* Exercise requirements
Reproduce verbatim the lines of the material below, beginning with the line that contains "of the metal" and ending with the line that contains "Target: metal guardrail", both included.
□ □ □ □ □ □ □
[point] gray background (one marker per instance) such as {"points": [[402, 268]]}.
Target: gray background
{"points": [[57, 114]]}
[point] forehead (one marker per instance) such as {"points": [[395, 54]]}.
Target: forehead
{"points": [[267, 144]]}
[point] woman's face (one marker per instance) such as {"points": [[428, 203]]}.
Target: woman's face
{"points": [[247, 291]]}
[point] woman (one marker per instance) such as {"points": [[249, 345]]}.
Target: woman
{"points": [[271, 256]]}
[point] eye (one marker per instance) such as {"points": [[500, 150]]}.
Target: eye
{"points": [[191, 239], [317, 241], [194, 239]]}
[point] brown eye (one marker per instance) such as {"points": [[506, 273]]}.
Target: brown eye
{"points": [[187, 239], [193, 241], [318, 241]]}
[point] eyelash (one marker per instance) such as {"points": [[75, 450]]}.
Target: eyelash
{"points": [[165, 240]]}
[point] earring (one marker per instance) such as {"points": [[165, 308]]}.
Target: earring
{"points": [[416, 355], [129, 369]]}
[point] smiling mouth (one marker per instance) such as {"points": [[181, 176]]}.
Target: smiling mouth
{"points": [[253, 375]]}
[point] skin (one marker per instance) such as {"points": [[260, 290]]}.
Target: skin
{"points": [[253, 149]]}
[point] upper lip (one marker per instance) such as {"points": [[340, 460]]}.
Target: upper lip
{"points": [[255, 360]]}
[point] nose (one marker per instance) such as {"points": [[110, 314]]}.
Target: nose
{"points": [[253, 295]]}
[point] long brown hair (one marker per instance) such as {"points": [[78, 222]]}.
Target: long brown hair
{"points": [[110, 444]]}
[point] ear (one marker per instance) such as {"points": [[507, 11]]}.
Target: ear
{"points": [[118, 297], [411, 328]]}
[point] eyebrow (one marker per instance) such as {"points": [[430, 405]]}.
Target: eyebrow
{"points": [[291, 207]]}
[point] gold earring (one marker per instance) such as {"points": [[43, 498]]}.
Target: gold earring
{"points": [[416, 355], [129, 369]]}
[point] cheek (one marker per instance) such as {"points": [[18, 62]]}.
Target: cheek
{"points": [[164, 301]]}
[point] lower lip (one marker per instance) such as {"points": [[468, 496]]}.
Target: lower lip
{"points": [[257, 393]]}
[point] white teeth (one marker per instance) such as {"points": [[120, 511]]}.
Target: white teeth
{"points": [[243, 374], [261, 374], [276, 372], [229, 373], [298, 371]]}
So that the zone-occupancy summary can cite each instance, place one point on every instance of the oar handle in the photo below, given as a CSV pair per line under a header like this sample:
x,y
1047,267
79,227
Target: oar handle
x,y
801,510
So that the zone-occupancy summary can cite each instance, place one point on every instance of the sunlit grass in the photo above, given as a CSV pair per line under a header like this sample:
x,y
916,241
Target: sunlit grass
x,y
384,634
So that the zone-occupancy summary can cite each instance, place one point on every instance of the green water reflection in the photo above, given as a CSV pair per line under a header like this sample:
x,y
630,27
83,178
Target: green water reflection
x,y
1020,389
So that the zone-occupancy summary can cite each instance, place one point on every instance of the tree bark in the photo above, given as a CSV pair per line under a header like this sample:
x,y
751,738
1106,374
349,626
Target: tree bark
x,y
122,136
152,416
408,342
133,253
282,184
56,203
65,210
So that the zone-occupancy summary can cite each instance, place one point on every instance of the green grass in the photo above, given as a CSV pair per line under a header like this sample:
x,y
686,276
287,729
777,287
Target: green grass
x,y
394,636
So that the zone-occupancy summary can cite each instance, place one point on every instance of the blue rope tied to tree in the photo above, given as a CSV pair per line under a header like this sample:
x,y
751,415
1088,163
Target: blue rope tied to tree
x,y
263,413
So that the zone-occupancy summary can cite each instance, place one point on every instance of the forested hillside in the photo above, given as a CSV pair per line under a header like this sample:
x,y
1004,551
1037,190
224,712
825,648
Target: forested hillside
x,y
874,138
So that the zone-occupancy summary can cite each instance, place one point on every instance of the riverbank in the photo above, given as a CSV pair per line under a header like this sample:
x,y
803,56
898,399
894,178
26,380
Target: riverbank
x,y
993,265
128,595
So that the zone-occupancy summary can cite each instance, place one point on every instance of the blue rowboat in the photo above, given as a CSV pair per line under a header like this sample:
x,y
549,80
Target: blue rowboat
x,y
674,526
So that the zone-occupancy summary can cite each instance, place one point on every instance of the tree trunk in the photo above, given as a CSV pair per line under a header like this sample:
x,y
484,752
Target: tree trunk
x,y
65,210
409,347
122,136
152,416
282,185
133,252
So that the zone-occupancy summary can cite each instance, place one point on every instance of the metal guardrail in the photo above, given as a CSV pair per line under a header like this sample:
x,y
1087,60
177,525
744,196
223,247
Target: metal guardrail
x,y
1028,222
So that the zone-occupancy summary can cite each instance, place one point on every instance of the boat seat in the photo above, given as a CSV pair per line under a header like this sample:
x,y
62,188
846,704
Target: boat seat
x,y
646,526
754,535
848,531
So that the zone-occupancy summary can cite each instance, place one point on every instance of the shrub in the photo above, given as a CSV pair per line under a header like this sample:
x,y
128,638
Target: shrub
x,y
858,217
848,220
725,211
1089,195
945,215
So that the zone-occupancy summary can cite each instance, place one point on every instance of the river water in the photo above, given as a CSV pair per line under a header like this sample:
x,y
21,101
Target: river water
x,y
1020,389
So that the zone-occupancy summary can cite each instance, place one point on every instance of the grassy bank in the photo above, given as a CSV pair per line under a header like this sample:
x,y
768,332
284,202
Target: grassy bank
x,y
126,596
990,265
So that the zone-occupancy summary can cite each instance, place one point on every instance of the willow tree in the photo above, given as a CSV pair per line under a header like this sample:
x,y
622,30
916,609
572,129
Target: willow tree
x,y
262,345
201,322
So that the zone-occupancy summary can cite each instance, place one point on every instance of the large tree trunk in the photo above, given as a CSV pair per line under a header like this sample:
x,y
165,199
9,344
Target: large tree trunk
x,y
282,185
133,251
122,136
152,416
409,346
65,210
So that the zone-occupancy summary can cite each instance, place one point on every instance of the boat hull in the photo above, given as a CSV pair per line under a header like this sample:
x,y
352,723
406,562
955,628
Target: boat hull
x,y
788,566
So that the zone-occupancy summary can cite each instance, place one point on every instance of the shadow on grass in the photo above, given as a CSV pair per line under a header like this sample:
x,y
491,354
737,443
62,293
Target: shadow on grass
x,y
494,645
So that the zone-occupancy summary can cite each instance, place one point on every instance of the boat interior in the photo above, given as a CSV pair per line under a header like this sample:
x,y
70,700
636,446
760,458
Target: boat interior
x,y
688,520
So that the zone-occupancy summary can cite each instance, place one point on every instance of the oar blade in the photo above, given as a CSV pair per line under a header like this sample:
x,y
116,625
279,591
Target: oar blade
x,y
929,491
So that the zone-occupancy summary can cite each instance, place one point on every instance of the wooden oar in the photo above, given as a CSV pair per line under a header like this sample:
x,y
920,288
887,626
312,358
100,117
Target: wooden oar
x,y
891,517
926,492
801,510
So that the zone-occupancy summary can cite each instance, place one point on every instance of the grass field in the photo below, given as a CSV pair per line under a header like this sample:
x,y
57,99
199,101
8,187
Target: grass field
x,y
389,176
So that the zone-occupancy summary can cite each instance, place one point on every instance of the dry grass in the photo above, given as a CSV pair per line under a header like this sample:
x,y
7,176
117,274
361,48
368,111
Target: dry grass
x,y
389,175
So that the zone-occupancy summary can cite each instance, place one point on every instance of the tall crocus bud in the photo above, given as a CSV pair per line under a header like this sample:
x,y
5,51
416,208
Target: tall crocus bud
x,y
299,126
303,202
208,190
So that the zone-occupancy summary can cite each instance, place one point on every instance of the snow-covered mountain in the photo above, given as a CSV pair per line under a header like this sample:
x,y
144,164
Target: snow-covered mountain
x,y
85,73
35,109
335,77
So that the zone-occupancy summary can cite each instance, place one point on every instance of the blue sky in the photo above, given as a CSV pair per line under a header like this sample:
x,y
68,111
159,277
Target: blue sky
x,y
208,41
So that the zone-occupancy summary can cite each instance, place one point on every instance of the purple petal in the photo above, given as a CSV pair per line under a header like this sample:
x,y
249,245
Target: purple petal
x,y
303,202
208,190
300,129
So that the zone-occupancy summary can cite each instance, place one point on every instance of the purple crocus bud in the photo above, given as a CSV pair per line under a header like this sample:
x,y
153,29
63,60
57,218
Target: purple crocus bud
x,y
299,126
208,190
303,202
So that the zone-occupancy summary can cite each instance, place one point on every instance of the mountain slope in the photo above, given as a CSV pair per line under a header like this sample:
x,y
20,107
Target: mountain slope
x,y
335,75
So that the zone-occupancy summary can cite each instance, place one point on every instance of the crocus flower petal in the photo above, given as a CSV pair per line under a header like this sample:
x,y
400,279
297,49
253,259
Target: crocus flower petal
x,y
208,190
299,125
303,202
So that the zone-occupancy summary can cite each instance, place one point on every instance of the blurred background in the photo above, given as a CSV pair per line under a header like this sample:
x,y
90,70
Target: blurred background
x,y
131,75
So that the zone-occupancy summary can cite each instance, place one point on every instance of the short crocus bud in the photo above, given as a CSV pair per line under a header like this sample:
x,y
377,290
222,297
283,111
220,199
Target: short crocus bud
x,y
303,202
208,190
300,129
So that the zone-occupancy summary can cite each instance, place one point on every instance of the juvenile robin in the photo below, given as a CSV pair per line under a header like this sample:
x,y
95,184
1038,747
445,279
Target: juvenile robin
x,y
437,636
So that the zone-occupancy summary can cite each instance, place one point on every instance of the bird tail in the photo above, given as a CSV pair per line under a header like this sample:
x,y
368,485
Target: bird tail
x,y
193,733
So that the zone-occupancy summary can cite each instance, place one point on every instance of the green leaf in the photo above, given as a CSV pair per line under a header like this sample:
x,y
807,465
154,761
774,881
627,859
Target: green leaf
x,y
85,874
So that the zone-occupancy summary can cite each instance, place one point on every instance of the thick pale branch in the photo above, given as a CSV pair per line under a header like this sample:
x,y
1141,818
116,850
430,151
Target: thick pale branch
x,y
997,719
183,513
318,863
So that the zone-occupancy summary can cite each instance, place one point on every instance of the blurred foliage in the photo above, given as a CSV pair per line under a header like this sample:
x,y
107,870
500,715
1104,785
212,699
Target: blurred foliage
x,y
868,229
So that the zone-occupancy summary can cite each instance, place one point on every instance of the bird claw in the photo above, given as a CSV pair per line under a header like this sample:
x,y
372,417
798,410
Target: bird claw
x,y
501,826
□ □ □ □ □ □ □
* Complete output
So that the zone-occupancy summary can cite each instance, place one point on every instance of the metal guardrail in the photo above, given as a CSV pair per line under a header like this sample:
x,y
1087,60
177,525
744,196
223,247
Target: metal guardrail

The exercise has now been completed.